Required work — Among the entries, which lines carry the string "instance"? Copy every one.
--*--
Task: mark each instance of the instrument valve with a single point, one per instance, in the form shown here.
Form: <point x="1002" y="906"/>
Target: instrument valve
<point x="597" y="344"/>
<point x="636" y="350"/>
--*--
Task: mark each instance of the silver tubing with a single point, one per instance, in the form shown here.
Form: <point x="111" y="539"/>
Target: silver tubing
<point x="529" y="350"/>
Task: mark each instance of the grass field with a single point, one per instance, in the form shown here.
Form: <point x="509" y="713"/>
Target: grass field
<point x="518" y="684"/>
--*--
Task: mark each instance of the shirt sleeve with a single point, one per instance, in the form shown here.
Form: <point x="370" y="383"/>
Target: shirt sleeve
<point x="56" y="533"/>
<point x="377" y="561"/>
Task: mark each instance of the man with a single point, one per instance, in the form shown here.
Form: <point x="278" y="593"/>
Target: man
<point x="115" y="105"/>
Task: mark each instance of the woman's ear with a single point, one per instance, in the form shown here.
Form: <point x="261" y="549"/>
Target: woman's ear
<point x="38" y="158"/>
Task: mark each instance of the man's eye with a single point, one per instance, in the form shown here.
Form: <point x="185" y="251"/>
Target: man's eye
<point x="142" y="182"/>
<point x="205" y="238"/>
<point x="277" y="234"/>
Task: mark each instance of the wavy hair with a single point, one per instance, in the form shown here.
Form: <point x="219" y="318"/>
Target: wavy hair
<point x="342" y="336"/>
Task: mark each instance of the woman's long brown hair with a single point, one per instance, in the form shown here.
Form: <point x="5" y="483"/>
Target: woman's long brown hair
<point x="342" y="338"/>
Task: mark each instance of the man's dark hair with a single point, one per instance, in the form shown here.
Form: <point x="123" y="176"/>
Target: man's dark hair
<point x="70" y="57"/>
--*--
Exercise output —
Task: mark each instance of the instrument valve with a single point, one per instance, in the form shown here.
Task: mark each instance of the silver tubing with a single point, one per instance, in the form shown here.
Task: mark each instance of the grass field with a single point, one per instance, in the form shown here.
Task: mark each instance of the shirt sleeve with a single point, one per instance, in the form shown here.
Task: mark each instance of the man with a single point, one per instance, in the form shown here.
Task: mark each instance of the woman's ear with a single point, one per instance, in the form shown here.
Task: mark each instance of the man's eye with a single point, one per instance, in the form shown here.
Task: mark each instance of the wavy hair with a single point, one per instance, in the form shown here.
Task: mark each instance of the woman's long brown hair with a single point, one per instance, in the form shown here.
Task: mark each instance of the man's dark hair with a single point, one per instance, in the form shown here.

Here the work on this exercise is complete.